Why Attracting and Keeping Employees Remain Difficult in Europe in 2023

Interestingly, upskilling and reskilling existing employees was the most popular answer. Educating current employees and redeploying them in new, relevant positions makes sense in many cases.

Existing employees already have valuable knowledge about the organization and industry compared with new hires. One open question is how extensive upskilling/reskilling efforts are required and what learning methods will be needed.

We believe that a significant proportion of the upskilling/reskilling activity will focus on technology and data related skills.

European organizations will also use other methods to make ends meet. The second most popular coping strategy is offering higher salaries, which we see practiced for positions where there is a confined resource pool and limited substitution options. Examples could be a certain trading specialist, a particular medical professional, etc.

Third place was hiring more recruiters and acquiring better recruiting tools, which is a reasonable strategy, especially in organizations where the recruiting function is understaffed and equipped with outdated software and/or processes.

Other popular strategies included widening the spectrum of applicable candidates, lowering criteria, and investing in better branding and candidate marketing.

## [TASK DIRECTIONS]
Extend the passage on attracting and keeping employees in Europe, beginning right after its last sentence. The records that come next are drawn from a separate, unrelated source.

## [SOURCE MATERIAL]
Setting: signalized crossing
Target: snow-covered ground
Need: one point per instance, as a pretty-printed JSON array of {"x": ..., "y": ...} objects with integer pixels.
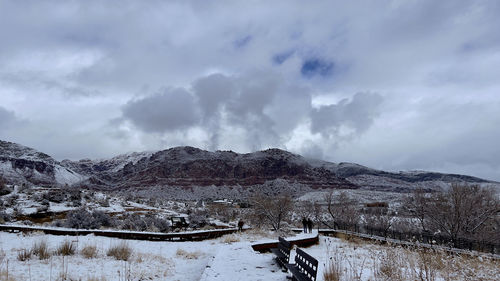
[{"x": 227, "y": 258}]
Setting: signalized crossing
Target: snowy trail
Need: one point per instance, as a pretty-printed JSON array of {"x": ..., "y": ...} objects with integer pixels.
[{"x": 238, "y": 262}]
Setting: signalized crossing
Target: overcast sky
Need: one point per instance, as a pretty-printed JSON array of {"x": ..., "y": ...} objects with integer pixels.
[{"x": 395, "y": 85}]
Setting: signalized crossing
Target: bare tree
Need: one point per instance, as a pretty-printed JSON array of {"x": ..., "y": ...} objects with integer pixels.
[
  {"x": 464, "y": 211},
  {"x": 273, "y": 209},
  {"x": 378, "y": 218},
  {"x": 415, "y": 206}
]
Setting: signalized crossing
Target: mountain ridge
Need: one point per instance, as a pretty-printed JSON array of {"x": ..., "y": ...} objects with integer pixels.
[{"x": 187, "y": 167}]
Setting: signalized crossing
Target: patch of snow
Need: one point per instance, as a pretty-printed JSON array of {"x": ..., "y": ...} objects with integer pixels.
[{"x": 66, "y": 176}]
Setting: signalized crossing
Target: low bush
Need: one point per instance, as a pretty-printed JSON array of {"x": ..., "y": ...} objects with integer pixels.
[
  {"x": 66, "y": 249},
  {"x": 24, "y": 255},
  {"x": 89, "y": 251},
  {"x": 41, "y": 249},
  {"x": 187, "y": 255},
  {"x": 120, "y": 252}
]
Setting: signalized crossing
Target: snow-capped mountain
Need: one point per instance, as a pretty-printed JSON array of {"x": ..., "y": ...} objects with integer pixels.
[
  {"x": 189, "y": 167},
  {"x": 20, "y": 164}
]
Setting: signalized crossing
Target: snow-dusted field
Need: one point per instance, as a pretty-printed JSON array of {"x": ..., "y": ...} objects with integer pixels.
[{"x": 227, "y": 258}]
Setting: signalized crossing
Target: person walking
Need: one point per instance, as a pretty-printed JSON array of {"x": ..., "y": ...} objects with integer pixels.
[
  {"x": 304, "y": 224},
  {"x": 309, "y": 225}
]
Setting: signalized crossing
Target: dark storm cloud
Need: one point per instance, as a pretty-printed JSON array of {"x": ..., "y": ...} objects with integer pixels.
[
  {"x": 171, "y": 109},
  {"x": 356, "y": 114},
  {"x": 112, "y": 60},
  {"x": 263, "y": 105}
]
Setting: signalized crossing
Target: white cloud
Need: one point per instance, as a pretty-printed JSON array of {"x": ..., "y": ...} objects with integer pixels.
[{"x": 77, "y": 66}]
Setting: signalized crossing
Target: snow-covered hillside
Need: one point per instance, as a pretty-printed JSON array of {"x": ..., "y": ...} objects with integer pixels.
[{"x": 23, "y": 165}]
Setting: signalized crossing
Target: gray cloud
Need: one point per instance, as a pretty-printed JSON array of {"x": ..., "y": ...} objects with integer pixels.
[
  {"x": 172, "y": 109},
  {"x": 355, "y": 116},
  {"x": 8, "y": 119}
]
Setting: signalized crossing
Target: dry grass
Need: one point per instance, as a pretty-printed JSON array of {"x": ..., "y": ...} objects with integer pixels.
[
  {"x": 231, "y": 238},
  {"x": 187, "y": 255},
  {"x": 41, "y": 249},
  {"x": 66, "y": 249},
  {"x": 121, "y": 251},
  {"x": 334, "y": 269},
  {"x": 95, "y": 278},
  {"x": 89, "y": 251},
  {"x": 24, "y": 255},
  {"x": 5, "y": 276}
]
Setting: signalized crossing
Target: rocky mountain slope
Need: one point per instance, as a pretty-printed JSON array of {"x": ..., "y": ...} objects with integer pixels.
[
  {"x": 190, "y": 167},
  {"x": 23, "y": 165}
]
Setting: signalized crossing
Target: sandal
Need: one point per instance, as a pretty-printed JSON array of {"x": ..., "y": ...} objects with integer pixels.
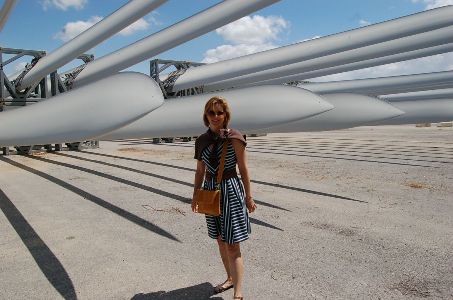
[{"x": 220, "y": 288}]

## [TASK OUTPUT]
Three-quarters of organizations deployed a combination of coping strategies. It means that organizations typically see these coping strategies in combination, as opposed as individual silver bullets. Please see Employee Shortage Coping Strategies in Europe (IDC #EUR150726123, June 2023) for more information.

What Are the Upsides from the Point of View of HCM and Payroll Application Vendors in Europe?

The tight labor market and recruiting difficulties among European organizations are in fact sweet music in the ears of many of the software vendors in the HCM space. The solution areas that are best positioned to capitalize on the employee attraction desires and approaches of European organizations are:

  • eLearning solutions, learning services, reskilling strategy services. The stated intent to “reskill and upskill” can be achieved by different means, including onsite training, mentoring, and external education courses, learning technologies are also likely to play a key role. IDC believes that the reskilling/upskilling ambitions will trigger investments into more comprehensive eLearning technologies, as opposed to micro learning and social learning approaches.
  • Recruiting solutions and services. Vendors of recruiting solutions and HCM suites with strong recruiting modules stand to benefit as do providers of talent acquisition services and recruiting agencies. Investing in such capability is almost mandatory, as the consequence of doing nothing and not being able to attract the required talent can be crippling for an organization.
  • Skills mapping, skills management, and skills matching solutions. Upskilling and reskilling is a fine remedy, however, an overview of existing skills and skill gaps are prerequisite to invest in learning. In order to progress, an organization first needs a map – a skills map – to navigate and target investments.
  • Temp staff providers, outsourced labor services. In some industries, such as healthcare and professional services, organizations will include contingent labor and external services as part of the solution to the lack of available labor resources.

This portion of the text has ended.